When Google’s algorithm detects a search term for which this distilled information is available, the search engine is trained to go fetch it rather than merely present links to Web pages.

“There has been a shift in our thinking,” said Scott Huffman, an engineering director in charge of search quality at Google. “A part of our resources are now more human curated.”

Other human helpers, known as evaluators or raters, help Google develop tweaks to its search algorithm, a powerhouse of automation, fielding 100 billion queries a month. “Our engineers evolve the algorithm, and humans help us see if a suggested change is really an improvement,” Mr. Huffman said.

Katherine Young, 23, is a Google rater — a contract worker and a college student in Macon, Ga. She is shown an ambiguous search query like “what does king hold,” presented with two sets of Google search results and asked to rate their relevance, accuracy, and quality. The current search result for that imprecise phrase starts with links to Web pages saying that kings typically hold ceremonial scepters, a reasonable inference.

Her judgments, Ms. Young said, are “not completely black and white; some of it is subjective.” She added, “You try to put yourself in the shoes of the person who typed in the query.”

IBM’s Watson, the powerful question-answering computer that defeated Jeopardy champions two years ago, is in training these days to help doctors make medical diagnoses. But it too is turning to humans for help.

To prepare for its role in assisting doctors, Watson is being fed medical texts, scientific papers, and digital patient records stripped of personal identifying information. Instead of answering questions, however, Watson is asking them of clinicians at the Cleveland Clinic and medical school students. They are giving answers and correcting the computer’s mistakes, using a “Teach Watson” feature.

Watson, for example, might come across this question in a medical text: “What neurological condition contraindicates the use of bupropion?” The software may have bupropion, an antidepressant, in its database, but stumble on “contraindicates.” A human helper will confirm that the word means “do not use,” and Watson returns to its data trove to reason that the neurological condition is a seizure disorder.

“We’re using medical experts to help Watson learn, make it smarter going forward,” said Eric Brown, a scientist on IBM’s Watson team.

Ben Taylor, 25, is a product manager at FindTheBest.com, a fast-growing start-up in Santa Barbara, Calif. The company calls itself a “comparison engine” for finding and comparing more than 100 topics and products, from universities to nursing homes, smart phones to dog breeds. Its Web site went up in 2010, and the company now has 60 full-time employees.

Mr. Taylor helps design and edit the site’s education pages. He is not an engineer but an English major who has become a self-taught expert in the arcane data found in Education Department studies and elsewhere. His research methods include talking to and emailing educators. He is an information sleuth.

On FindTheBest, more than 8,500 colleges can be searched quickly according to geography, programs, and tuition costs, among other criteria. Go to the page for a university, and a wealth of information appears in summaries, charts, and graphics — down to the gender and race breakdowns of the student body and faculty.

Mr. Taylor and his team write the summaries and design the initial charts and graphs. From hundreds of data points on college costs, for example, they select the most relevant ones to college students and their parents. But much of their information is prepared in templates and tagged with code a computer can read. So the process has become more automated, with Mr. Taylor and others essentially giving “go fetch” commands that the computer algorithm obeys.

The algorithms are getting better. But they cannot do it alone.

“You need judgment, and to be able to intuitively recognize the smaller sets of data that are most important,” Mr. Taylor said. “To do that, you need some level of human involvement.”

▶ _Entries shown_:
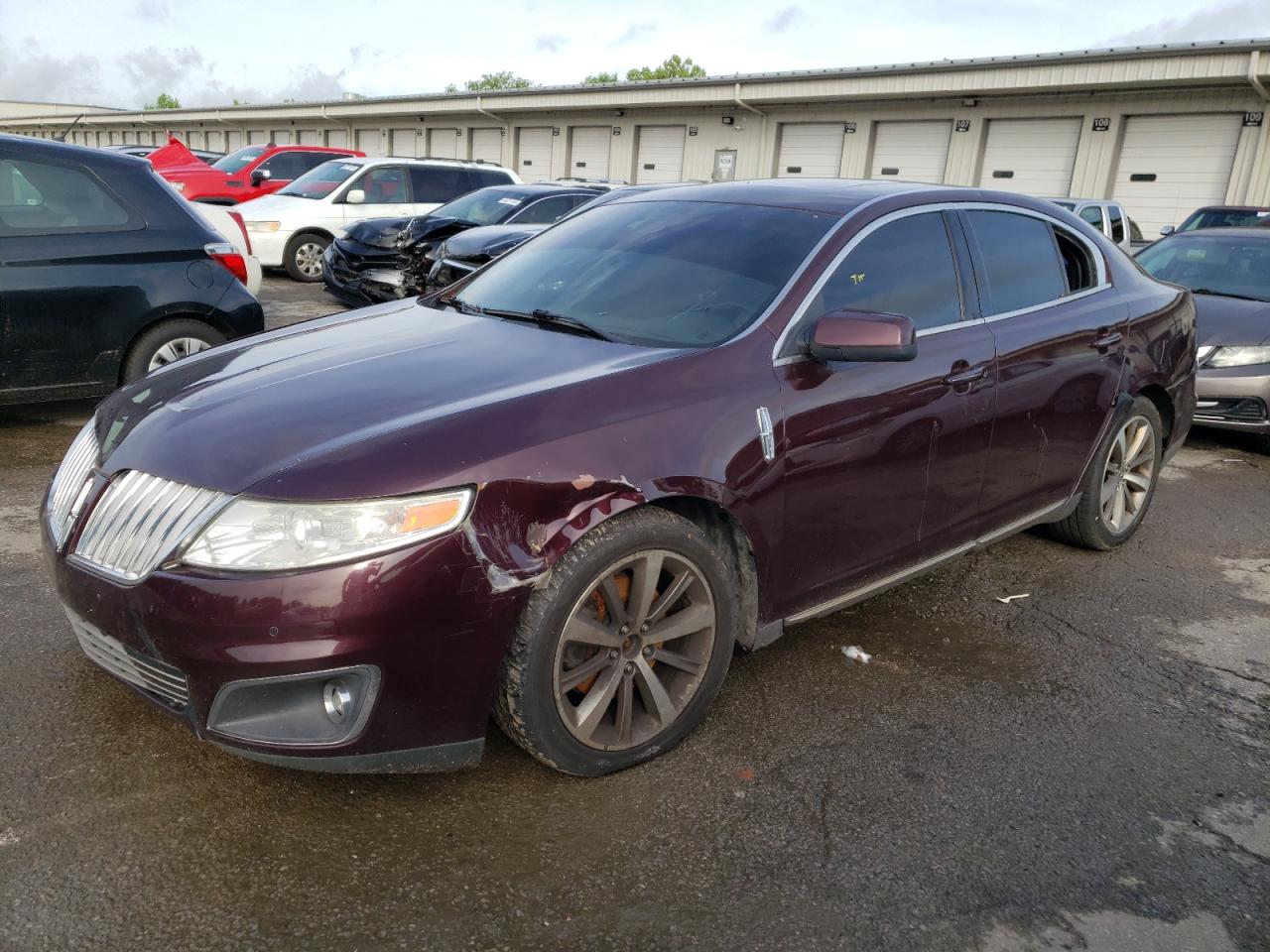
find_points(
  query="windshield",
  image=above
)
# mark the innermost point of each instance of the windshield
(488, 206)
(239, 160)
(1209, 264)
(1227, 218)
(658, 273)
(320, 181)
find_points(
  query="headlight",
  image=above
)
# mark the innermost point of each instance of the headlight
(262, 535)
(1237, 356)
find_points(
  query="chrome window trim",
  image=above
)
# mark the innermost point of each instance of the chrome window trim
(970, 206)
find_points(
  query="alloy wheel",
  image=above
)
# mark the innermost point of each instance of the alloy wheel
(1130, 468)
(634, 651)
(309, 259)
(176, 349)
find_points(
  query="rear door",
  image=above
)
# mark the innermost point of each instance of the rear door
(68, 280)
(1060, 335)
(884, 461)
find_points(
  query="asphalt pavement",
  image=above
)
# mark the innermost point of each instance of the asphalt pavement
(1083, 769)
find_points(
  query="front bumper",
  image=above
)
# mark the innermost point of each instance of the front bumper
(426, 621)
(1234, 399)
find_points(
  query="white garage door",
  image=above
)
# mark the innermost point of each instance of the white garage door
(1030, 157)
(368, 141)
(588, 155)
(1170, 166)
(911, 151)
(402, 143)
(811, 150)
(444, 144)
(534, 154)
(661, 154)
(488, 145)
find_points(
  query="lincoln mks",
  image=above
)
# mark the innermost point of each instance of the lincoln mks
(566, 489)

* * *

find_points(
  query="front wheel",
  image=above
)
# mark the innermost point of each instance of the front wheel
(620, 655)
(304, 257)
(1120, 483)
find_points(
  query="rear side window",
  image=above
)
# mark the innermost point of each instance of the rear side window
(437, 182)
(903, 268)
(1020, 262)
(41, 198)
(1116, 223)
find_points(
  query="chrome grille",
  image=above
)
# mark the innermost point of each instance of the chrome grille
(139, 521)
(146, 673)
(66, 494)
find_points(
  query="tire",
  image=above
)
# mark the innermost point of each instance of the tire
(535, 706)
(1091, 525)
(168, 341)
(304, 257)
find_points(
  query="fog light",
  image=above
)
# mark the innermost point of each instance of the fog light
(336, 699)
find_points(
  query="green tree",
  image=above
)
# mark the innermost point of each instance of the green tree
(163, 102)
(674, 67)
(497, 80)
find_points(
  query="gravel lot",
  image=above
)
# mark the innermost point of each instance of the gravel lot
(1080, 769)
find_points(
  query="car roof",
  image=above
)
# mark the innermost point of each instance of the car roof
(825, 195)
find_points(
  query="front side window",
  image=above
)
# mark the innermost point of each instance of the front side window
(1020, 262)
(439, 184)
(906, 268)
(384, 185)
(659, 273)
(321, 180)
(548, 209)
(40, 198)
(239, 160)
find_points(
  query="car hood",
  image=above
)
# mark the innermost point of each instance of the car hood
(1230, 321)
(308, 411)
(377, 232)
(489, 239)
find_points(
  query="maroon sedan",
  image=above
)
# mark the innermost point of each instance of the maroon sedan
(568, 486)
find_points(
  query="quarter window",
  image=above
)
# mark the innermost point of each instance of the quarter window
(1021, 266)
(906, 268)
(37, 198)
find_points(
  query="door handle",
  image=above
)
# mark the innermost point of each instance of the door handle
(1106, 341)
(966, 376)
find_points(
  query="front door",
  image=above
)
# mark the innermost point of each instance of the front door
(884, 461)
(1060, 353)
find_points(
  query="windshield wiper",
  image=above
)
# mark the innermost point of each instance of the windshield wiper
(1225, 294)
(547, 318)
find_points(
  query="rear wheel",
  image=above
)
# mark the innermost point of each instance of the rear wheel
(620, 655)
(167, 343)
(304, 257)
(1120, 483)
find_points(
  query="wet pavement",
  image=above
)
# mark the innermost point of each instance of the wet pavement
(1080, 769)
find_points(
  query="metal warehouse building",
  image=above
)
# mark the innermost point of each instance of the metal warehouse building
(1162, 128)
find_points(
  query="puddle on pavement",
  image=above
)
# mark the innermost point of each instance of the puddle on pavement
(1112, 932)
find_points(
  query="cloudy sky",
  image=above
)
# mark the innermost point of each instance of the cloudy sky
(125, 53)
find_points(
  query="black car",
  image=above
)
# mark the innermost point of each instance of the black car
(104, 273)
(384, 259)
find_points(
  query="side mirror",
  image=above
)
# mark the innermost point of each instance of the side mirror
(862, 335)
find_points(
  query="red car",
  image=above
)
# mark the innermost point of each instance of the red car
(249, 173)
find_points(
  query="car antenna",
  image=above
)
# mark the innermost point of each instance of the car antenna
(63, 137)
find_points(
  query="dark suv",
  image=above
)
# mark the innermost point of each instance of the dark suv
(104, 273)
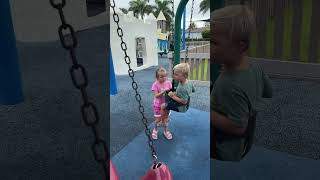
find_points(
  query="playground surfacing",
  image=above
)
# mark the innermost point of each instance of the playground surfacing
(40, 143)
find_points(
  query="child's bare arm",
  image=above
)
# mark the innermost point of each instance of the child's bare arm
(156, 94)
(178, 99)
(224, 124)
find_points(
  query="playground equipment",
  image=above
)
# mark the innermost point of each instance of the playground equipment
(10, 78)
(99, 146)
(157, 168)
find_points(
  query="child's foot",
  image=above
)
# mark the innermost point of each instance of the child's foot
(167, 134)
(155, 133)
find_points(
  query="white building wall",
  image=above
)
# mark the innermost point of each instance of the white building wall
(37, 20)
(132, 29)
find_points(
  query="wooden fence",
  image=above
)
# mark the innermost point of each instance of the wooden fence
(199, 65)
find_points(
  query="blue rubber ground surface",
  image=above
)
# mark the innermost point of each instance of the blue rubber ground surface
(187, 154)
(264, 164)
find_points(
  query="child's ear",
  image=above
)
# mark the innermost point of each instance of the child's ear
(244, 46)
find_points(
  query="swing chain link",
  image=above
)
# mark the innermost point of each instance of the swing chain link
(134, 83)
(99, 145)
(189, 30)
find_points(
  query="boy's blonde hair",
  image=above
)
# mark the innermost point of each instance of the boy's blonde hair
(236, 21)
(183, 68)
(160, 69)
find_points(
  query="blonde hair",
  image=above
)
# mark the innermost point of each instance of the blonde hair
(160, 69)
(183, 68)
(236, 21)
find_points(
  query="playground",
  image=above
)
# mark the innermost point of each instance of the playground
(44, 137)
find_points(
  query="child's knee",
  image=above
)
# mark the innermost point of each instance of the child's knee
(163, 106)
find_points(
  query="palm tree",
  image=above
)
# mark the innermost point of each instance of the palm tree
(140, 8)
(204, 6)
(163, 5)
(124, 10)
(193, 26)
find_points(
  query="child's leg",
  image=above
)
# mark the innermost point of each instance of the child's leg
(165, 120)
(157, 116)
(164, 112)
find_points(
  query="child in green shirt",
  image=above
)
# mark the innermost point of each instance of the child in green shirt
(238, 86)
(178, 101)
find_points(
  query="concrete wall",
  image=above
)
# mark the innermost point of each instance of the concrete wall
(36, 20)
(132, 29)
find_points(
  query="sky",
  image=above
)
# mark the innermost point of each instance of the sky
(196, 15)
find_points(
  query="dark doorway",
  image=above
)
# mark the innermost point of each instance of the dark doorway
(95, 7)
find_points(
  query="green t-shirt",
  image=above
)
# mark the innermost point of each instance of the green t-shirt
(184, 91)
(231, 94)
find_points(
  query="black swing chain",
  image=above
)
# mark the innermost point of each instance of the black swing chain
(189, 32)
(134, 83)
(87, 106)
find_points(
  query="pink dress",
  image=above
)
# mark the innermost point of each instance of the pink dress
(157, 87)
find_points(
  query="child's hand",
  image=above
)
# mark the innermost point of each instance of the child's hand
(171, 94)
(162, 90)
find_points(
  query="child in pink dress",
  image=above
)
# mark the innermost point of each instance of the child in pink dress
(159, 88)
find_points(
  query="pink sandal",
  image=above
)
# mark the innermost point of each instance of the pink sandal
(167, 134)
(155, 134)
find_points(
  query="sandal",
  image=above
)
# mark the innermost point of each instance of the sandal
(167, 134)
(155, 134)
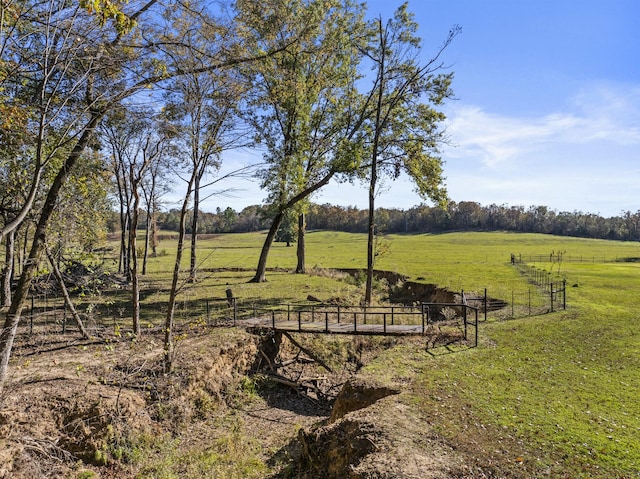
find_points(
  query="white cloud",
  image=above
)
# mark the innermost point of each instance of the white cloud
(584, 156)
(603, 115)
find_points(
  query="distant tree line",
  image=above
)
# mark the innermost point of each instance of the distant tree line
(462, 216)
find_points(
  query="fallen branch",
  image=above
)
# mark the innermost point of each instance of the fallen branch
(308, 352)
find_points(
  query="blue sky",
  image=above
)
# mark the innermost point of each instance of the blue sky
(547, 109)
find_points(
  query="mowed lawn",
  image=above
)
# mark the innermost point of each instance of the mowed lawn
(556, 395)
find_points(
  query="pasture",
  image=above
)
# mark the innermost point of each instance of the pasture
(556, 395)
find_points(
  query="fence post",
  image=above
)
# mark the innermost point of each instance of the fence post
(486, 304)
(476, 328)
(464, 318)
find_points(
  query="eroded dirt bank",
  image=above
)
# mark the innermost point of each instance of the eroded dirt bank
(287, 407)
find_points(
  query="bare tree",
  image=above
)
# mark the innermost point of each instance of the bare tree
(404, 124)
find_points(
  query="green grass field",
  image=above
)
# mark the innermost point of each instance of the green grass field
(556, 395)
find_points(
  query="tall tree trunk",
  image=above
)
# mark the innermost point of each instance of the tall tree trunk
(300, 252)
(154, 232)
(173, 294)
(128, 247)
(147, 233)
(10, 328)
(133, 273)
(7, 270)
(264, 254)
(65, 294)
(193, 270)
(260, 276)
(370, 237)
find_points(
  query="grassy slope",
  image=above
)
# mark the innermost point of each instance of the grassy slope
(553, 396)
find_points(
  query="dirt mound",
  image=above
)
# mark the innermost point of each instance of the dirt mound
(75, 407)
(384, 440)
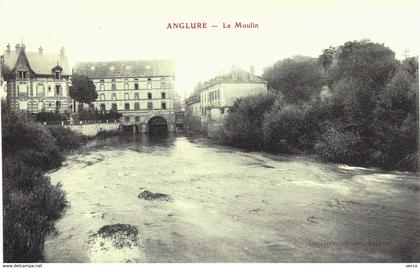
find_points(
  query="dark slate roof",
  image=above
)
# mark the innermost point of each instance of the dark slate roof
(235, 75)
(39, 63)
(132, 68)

▶ _Work to be completed_: Please transcribe the stretch of the article on humans helping computer algorithms from "Watson, for example, might" through "IBM’s Watson team.". The material was taken from a different source than the article.

▶ _Finished exercise_:
Watson, for example, might come across this question in a medical text: “What neurological condition contraindicates the use of bupropion?” The software may have bupropion, an antidepressant, in its database, but stumble on “contraindicates.” A human helper will confirm that the word means “do not use,” and Watson returns to its data trove to reason that the neurological condition is a seizure disorder.

“We’re using medical experts to help Watson learn, make it smarter going forward,” said Eric Brown, a scientist on IBM’s Watson team.